** START **
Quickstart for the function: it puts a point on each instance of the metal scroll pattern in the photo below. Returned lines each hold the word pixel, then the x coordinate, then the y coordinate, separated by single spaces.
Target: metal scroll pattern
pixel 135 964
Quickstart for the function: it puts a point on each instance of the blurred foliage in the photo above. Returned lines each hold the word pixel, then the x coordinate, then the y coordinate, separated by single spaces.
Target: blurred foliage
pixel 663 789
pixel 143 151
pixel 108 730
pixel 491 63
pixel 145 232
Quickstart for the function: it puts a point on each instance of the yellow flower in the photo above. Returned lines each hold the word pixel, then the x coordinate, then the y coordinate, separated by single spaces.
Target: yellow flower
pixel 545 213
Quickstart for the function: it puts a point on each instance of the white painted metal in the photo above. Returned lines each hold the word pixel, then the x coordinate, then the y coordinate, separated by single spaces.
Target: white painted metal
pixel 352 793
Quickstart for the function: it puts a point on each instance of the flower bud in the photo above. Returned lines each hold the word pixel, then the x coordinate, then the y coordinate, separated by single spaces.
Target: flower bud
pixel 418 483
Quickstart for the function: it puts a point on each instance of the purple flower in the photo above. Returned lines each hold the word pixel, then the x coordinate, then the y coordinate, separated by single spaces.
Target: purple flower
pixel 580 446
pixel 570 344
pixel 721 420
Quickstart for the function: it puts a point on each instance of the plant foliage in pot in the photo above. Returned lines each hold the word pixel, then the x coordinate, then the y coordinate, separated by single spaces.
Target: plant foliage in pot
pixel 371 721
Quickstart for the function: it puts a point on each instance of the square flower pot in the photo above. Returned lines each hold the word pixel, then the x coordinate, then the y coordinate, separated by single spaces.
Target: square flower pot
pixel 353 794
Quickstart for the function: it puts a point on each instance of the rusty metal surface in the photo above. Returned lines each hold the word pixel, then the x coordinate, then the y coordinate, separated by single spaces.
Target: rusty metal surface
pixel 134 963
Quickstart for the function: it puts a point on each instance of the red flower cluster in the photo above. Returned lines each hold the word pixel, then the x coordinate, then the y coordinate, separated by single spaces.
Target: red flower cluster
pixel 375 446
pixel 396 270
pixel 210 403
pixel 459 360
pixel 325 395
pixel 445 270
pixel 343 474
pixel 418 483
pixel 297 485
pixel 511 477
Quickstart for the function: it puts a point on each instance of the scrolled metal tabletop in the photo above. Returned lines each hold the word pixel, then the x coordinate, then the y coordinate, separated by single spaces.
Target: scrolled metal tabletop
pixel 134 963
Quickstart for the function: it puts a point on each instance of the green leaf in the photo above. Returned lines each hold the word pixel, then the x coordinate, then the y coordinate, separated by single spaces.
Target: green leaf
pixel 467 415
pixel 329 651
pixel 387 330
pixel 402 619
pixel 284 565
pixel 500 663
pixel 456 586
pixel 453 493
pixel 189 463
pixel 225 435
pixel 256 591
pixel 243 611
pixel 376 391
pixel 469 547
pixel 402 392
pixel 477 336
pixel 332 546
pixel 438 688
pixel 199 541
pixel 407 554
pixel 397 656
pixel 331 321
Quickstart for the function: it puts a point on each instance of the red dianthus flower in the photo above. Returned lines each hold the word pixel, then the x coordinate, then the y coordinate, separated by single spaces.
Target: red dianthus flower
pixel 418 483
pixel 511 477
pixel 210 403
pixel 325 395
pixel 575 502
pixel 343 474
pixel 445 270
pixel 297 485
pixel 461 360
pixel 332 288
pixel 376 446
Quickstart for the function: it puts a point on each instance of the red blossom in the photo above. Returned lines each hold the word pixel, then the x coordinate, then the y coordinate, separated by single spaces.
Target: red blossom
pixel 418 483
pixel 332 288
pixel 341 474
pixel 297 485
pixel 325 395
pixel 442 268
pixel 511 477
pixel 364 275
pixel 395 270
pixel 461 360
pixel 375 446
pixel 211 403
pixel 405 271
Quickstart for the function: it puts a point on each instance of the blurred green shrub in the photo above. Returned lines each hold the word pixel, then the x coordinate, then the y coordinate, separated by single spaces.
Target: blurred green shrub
** END **
_TASK PROMPT_:
Reproduce all of the data above line for line, changing nothing.

_PROBLEM SOLUTION_:
Quickstart for the function: it puts a point on each instance of the metal scroll pattern in the photo below. Returned lines each hold the word pixel, then the x coordinate, then the y coordinate, separated by single spaces.
Target: metal scroll pattern
pixel 135 964
Quickstart for the function: it puts a point on each instance of the blurred foliage in the photo above. Returned lines each hold the word pixel, then the x coordinate, then the y coordinate, separated by single spaces.
Target: blurred foliage
pixel 663 789
pixel 143 151
pixel 108 730
pixel 491 63
pixel 145 232
Quickstart for the function: it puts a point on each instance of the yellow flower in the photo above. Returned lines each hold the word pixel, then the x coordinate, then the y coordinate, separated by single spaces.
Target: yellow flower
pixel 545 213
Quickstart for the function: it puts a point on each instance of the white painted metal in the photo above. Returned lines each hold the word pixel, then the x coordinate, then the y coordinate, separated by single spaces.
Target: white painted metal
pixel 352 793
Quickstart for the function: it puts a point on each instance of the flower bud in the photo above. Returned lines each hold the word pixel, then the x coordinate, then the y coordinate, separated by single spaces.
Target: flower bud
pixel 418 483
Quickstart for the function: it puts a point on each instance of the purple flower in the photo above. Returned lines each hold the word pixel, then the x coordinate, then the y coordinate, separated by single spaces.
Target: purple flower
pixel 580 446
pixel 570 344
pixel 721 420
Quickstart for the function: it puts a point on each instance of the plant foliage in pot in the photo above. Returned lines each hold the word pixel, then the x coordinate, then the y coordinate, separated by single spaces.
Target: plant foliage in pot
pixel 371 721
Quickstart for the function: it puts a point on each instance of the square flower pot in the photo above. Returned lines each hold the word pixel, then the x coordinate, then the y coordinate, separated by single spaces.
Target: square flower pot
pixel 353 794
Quickstart for the function: it puts a point on each instance of the rusty metal surface in the photo above. Returned lines each hold the word pixel, then the x coordinate, then the y coordinate, separated by single spaces.
Target: rusty metal surface
pixel 134 963
Quickstart for the function: it puts a point on each instance of the red flower cluster in the photo above. Returned lines each hold the word pixel, then the x coordinate, then the y coordinate, separated by single spaces.
Target: red flower cluster
pixel 375 446
pixel 396 270
pixel 210 403
pixel 459 360
pixel 325 395
pixel 445 270
pixel 343 474
pixel 418 483
pixel 297 485
pixel 511 477
Quickstart for the function: it puts a point on each instance of the scrolled metal tabletop in the photo above. Returned lines each hold the word pixel, then the x coordinate, then the y coordinate, separated by single spaces.
Target: scrolled metal tabletop
pixel 134 963
Quickstart for the function: it puts a point on each instance of the green leaf in the photo above. Returned lines each hold the word pixel, then the x coordinate, then the y coordinate, separated by single spaces.
Target: green leaf
pixel 467 415
pixel 329 651
pixel 387 330
pixel 402 619
pixel 284 565
pixel 500 663
pixel 456 586
pixel 453 493
pixel 189 463
pixel 225 435
pixel 256 591
pixel 243 611
pixel 376 391
pixel 469 547
pixel 402 392
pixel 477 336
pixel 332 546
pixel 438 688
pixel 199 541
pixel 407 554
pixel 397 656
pixel 331 321
Quickstart for the function: it puts a point on each instance of the red dianthus flower in the photo above. Returned lines each hold the word pixel, then the x coordinate, then the y coordinate, separated by single spaces.
Target: red dianthus flower
pixel 418 483
pixel 511 477
pixel 210 403
pixel 325 395
pixel 575 502
pixel 343 474
pixel 445 270
pixel 297 485
pixel 461 360
pixel 332 288
pixel 376 446
Quickstart for the function: it puts a point on each instance of the red blossom in the photo above. Returned lines each hold the word pixel, then the x coordinate, then the y coordinate, separated by single spaces.
Target: red blossom
pixel 418 483
pixel 332 288
pixel 341 474
pixel 297 485
pixel 325 395
pixel 442 268
pixel 511 477
pixel 364 275
pixel 395 270
pixel 461 360
pixel 375 446
pixel 211 403
pixel 405 271
Quickstart for the function: it puts a point on each instance of the blurred green shrub in the photo above. Returned lines each hold the word pixel, then the x coordinate, then the y coordinate, separated by single spaces.
Target: blurred green shrub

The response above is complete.